◆ TASK 1
According to the text on India Inc's July-September earnings, by what percentage did the net profit of the 1,296-company sample decline compared with the same period last year?
◆ TASK 2
For each statement below, say whether it agrees with the text on India Inc's July-September earnings, and quote the words of the text that decide it.
(a) Expenditure rose by 8.28%.
(b) Two-wheeler volumes stayed weak, as they had been in the first quarter.
(c) Government employees accounted for 20% of Maruti Suzuki's 2QFY18 sales.
◆ TASK 3
Pick up the text on India Inc's July-September earnings after its last sentence and carry it further.

◆ TEXT

──────

The July-September earnings of India Inc continue to be disappointing with the net profit of a sample of 1,296 companies (excluding banks, financials and oil marketing companies) declining by 1.41% compared with the same period last year. A sharp rise in expenditure at 8.28% squeezed operating margins, which also declined 13.38 basis points. Weak order inflows saw domestic revenues of industrial and infrastructure companies decline sharply during the period, which reflects a slowdown in execution, which in turn reflects working capital challenges in the entire value chain due to disruption from the goods and services tax (GST) roll-out. Bellwether Larsen & Toubro (L&T) saw a tepid revenue growth while net profit lagged estimates. Even the order intake was lower than estimates due to continued deferment of major orders in the domestic market. The company had to revise sharply downwards its order intake guidance for FY18. Order inflow of other industrial and infrastructure firms like BHEL and ABB also declined on a year-on-year basis.
In the automobiles sector, volumes were strong across all segments with the passenger vehicle segment continuing to show strong volume growth on the back of festive demand and buying from government employees. The implementation of the Seventh Pay Commission recommendations by the central government and a few state governments resulted in strong demand for passenger vehicles from government employees and ex-employees; for example, government employees contributed 20% of Maruti Suzuki’s 2QFY18 sales. Two-wheeler volumes also rebounded after a weak first quarter, again partly aided by festive demand. Commercial vehicle volumes saw decent recovery with both Tata Motors and Ashok Leyland reporting 28% and 20% volume growth, respectively suggesting some recovery in the demand environment after the slump seen in first quarter.

──────

◆ EXTRACTED ENTRIES

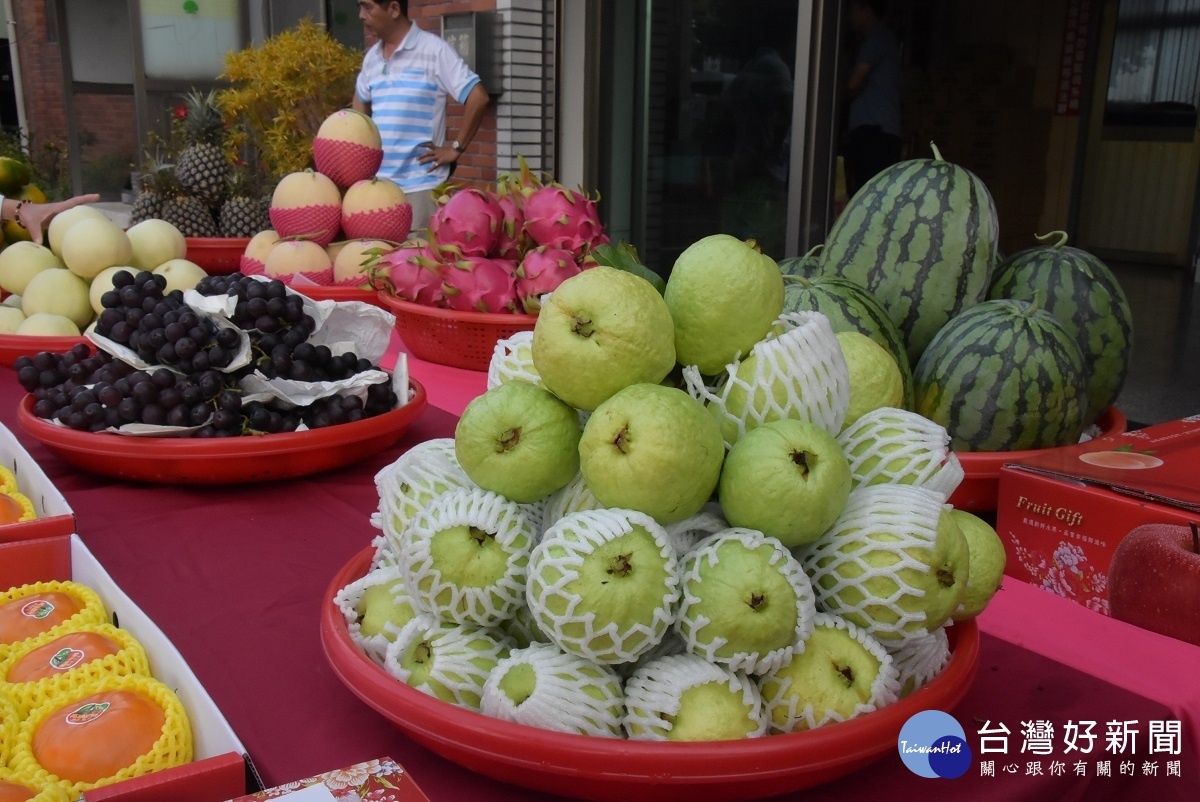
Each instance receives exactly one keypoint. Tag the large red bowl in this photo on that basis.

──────

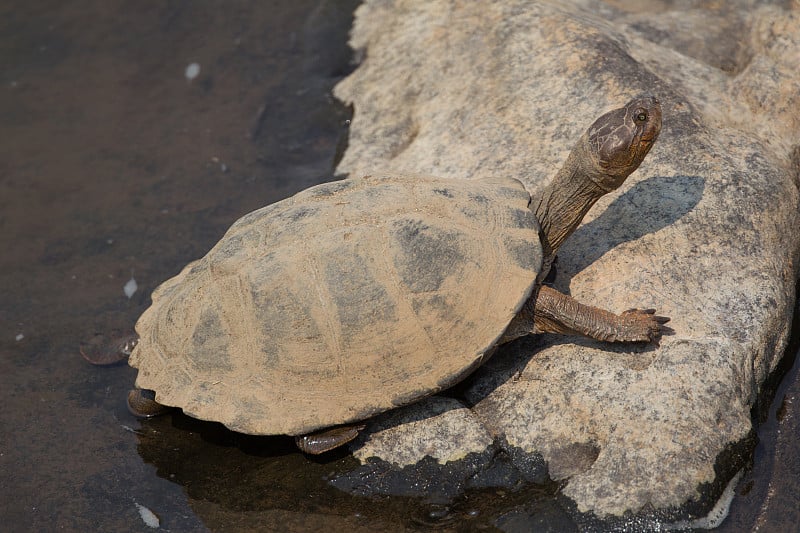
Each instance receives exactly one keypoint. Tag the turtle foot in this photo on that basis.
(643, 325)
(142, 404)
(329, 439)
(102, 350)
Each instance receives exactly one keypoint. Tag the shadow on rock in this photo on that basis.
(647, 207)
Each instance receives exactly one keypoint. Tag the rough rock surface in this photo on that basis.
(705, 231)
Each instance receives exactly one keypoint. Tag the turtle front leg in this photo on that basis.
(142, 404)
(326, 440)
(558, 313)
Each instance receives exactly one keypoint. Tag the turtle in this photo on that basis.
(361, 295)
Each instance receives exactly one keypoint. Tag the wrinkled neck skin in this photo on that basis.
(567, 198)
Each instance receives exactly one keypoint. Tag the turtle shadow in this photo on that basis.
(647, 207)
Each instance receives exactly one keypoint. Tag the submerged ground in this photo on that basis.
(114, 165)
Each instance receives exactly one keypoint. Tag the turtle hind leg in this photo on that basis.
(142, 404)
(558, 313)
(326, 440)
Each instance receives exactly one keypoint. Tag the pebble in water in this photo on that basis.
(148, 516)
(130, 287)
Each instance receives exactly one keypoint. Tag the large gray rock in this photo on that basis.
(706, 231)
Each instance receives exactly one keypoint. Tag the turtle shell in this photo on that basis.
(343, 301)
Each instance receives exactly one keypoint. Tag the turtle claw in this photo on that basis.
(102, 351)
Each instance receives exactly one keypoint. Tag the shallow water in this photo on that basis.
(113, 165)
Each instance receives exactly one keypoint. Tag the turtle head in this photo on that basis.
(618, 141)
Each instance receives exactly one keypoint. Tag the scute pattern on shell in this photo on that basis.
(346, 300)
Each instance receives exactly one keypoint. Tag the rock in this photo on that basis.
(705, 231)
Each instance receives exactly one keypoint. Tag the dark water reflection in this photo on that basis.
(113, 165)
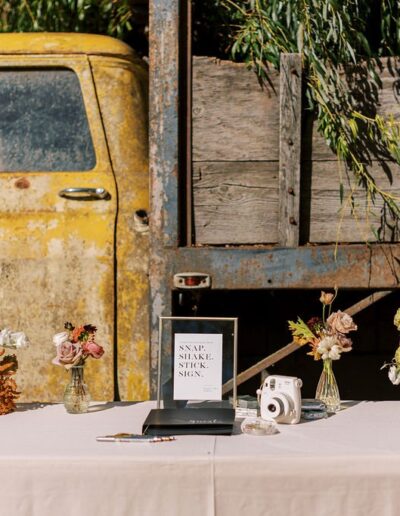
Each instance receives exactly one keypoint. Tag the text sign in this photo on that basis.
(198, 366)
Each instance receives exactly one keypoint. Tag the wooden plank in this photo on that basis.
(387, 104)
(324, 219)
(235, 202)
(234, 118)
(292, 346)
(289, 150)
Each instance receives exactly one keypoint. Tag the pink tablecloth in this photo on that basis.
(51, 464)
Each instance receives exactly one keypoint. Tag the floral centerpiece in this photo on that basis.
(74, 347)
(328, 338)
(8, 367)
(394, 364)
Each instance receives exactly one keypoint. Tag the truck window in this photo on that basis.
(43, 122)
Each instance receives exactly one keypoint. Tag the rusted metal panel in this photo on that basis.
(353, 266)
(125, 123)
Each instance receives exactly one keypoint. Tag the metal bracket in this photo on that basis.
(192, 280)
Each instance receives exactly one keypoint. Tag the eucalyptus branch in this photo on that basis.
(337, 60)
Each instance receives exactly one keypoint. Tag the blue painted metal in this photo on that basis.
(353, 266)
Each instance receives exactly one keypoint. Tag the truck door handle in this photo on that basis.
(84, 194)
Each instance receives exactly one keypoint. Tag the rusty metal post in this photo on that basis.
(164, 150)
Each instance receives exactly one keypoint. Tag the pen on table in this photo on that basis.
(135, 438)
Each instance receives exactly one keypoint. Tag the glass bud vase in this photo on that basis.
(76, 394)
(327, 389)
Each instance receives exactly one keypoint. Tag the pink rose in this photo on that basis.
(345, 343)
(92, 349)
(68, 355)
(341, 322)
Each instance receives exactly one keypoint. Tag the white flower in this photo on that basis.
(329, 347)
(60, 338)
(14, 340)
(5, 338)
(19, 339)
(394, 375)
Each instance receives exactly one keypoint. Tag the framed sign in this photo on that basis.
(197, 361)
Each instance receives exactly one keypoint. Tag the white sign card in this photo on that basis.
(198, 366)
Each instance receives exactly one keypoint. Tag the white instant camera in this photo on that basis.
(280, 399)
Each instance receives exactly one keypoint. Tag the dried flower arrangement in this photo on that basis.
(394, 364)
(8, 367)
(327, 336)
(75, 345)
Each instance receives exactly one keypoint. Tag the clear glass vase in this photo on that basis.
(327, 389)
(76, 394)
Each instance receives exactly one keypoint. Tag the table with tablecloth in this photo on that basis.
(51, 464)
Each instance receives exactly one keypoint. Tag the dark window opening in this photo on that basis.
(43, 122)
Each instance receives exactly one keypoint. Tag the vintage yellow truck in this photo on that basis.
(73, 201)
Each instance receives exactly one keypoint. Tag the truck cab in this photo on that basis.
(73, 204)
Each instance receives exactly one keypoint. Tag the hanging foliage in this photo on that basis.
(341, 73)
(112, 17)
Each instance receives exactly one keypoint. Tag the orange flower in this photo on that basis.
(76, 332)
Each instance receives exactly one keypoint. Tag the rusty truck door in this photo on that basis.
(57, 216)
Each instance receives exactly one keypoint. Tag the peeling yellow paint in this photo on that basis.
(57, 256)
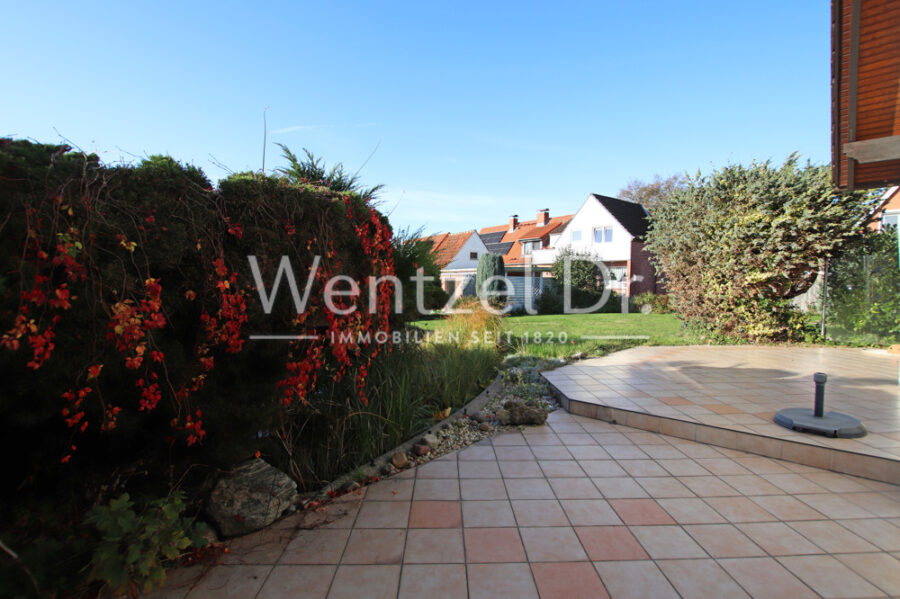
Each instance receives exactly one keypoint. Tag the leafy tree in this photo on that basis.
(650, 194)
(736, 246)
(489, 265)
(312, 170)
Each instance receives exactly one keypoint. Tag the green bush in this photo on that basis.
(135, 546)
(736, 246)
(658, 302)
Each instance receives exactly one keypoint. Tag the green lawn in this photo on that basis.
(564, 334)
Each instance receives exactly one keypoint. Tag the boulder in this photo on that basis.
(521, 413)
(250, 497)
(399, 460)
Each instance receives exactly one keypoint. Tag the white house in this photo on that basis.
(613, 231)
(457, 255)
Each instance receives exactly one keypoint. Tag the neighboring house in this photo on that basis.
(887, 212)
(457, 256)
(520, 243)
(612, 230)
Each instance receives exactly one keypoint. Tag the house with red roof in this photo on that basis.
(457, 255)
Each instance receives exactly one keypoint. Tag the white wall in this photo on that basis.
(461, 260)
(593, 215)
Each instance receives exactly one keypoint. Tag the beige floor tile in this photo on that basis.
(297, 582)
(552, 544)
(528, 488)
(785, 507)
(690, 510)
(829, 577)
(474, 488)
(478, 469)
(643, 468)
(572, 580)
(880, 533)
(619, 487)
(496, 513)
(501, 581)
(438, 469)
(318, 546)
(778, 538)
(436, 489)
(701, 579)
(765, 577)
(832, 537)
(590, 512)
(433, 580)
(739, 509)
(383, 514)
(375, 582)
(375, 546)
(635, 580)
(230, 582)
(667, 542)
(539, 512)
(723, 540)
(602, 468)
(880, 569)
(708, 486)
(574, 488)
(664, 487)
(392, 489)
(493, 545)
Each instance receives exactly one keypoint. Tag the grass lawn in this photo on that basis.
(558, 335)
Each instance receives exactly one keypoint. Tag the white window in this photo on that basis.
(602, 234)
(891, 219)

──────

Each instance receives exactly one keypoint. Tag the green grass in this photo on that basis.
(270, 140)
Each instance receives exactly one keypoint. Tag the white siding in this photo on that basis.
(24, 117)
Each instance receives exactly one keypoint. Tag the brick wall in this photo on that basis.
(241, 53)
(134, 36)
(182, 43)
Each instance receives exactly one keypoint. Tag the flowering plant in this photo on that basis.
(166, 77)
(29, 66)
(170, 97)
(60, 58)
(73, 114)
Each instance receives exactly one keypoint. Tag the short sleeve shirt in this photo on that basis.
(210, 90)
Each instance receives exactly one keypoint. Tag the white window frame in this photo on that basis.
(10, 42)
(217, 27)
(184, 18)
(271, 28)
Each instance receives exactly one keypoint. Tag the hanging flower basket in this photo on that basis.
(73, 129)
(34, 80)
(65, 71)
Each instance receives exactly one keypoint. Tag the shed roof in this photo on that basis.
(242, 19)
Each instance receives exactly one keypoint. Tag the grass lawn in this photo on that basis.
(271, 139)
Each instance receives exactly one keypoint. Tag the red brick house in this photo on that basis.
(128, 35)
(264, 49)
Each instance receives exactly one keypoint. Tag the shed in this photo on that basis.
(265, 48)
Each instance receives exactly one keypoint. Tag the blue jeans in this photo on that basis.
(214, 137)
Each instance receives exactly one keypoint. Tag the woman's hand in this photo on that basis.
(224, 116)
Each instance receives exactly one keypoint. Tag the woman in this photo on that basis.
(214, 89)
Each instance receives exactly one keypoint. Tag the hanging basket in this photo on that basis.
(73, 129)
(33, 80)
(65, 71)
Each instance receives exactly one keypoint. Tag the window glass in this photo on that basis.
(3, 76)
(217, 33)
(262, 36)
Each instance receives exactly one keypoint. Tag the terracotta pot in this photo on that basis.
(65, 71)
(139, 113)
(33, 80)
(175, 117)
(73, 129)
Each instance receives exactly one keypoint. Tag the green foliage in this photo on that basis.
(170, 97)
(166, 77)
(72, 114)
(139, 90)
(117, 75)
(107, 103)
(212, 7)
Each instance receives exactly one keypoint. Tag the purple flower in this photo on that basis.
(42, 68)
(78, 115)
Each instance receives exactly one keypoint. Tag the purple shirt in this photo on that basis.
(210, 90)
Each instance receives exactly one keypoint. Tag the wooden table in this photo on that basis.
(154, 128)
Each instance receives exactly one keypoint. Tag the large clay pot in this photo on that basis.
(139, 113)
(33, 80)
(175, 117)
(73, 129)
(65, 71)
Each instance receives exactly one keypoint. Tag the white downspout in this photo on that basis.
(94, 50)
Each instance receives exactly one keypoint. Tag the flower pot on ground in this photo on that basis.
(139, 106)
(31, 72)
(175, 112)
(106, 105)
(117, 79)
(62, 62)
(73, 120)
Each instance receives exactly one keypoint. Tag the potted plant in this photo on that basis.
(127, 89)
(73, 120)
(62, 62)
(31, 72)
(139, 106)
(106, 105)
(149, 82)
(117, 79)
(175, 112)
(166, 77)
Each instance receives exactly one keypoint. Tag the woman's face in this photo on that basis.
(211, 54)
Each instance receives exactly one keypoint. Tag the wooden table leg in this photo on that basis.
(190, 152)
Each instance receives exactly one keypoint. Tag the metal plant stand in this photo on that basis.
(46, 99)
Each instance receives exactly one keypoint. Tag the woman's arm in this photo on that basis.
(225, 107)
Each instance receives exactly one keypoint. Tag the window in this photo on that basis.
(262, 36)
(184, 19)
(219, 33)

──────

◆ TASK RESULT 1
It declined by 1.41%.

◆ TASK RESULT 2
(a) Yes: "A sharp rise in expenditure at 8.28% squeezed operating margins"
(b) No: "Two-wheeler volumes also rebounded after a weak first quarter"
(c) Yes: "government employees contributed 20% of Maruti Suzuki’s 2QFY18 sales"

◆ TASK RESULT 3
In the cement sector, though volumes showed a decent increase with most companies reporting moderate to strong growth, profitability was under pressure with low realisations, which was not sufficient to offset a sharp increase in fuel and power costs. While consumer staples and discretionary companies reported healthy performance during the period with strong volumes growth, this was largely due to the restocking that took place in the aftermath of transition to GST from July 1.
Pharmaceutical companies continued to suffer during the quarter, especially in their US generics business. Cipla reported a 7% decline in US revenues although it reported strong performance in other geographies like South Africa at 14% growth year-on-year, India 12% and Europe 10%. Lupin’s US sales saw a 32% annualised decline led by continued price erosion, loss of exclusivity in combined oral contraceptive Minastrin and pressures in diabetes drugs Glumetza and Fortamet. Dr Reddy’s US sales were down 8% over the previous year, while Sun Pharma saw its Taro and non-Taro US sales decline 46% year-on-year due to strong price competition in its key dermatological portfolio.